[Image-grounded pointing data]
######

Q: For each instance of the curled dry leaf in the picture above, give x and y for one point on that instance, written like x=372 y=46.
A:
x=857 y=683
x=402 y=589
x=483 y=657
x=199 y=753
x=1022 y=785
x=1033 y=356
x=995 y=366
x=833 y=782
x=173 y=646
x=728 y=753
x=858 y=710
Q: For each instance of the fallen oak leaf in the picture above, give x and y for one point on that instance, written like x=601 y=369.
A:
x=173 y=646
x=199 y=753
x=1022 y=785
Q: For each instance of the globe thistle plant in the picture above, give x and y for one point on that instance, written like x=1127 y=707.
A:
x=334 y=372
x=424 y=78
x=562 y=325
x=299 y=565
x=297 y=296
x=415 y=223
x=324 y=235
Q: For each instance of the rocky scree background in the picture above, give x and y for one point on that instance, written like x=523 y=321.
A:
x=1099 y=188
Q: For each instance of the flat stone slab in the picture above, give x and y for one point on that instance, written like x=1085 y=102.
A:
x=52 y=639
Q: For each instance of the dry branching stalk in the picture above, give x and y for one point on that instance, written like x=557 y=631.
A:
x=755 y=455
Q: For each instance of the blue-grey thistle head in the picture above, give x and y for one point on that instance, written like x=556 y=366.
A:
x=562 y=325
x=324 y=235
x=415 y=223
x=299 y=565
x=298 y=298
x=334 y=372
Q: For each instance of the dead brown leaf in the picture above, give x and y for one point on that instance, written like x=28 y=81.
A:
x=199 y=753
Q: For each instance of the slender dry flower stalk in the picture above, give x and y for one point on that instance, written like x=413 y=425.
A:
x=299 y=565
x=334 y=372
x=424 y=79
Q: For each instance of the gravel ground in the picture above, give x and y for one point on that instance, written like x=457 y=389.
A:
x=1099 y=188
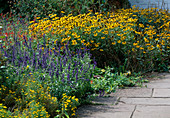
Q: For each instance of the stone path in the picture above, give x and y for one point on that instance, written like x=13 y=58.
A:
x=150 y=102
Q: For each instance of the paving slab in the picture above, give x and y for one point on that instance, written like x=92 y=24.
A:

######

• [YOUR INSTRUCTIONS] Lines from the one holding "Q: For each instance of the rocky" to the end of the data, both ends included, are to be given again exactly; no pictures belong in the copy.

• [RESULT]
Q: For each instance of the rocky scree background in the picture above, give x and y for one point on that instance, written like x=523 y=321.
A:
x=1099 y=188
Q: For each instance of the flat stone slab in the picture above, give x and y for one point on that instance, written like x=1085 y=102.
A:
x=52 y=639
Q: For each instance of the dry branching stalk in the picture above, give x and y for one point on that instance, written like x=557 y=631.
A:
x=755 y=455
Q: For each instance of the blue-grey thistle head in the picture above, give x and y for one point on that instance, written like x=556 y=366.
A:
x=562 y=325
x=324 y=235
x=415 y=223
x=299 y=565
x=298 y=298
x=334 y=372
Q: For each instance of the dead brown leaf in the picture above, give x and y for one point on that instance, written like x=28 y=81.
A:
x=199 y=753
Q: For each instance of the slender dry flower stalk in the picture above, give x and y for one point on that instance, written like x=413 y=425.
A:
x=299 y=565
x=334 y=372
x=424 y=79
Q: For each instance of the gravel ground in the picture above, give x and y for one point on that instance, written like x=457 y=389.
A:
x=1099 y=188
Q: For each instance of the stone path in the picture above, give x and y for one point on that instance, written like x=13 y=58.
A:
x=150 y=102
Q: For each instance of the paving slab in the picture above, give x and y for one point on that instance, written like x=92 y=24.
A:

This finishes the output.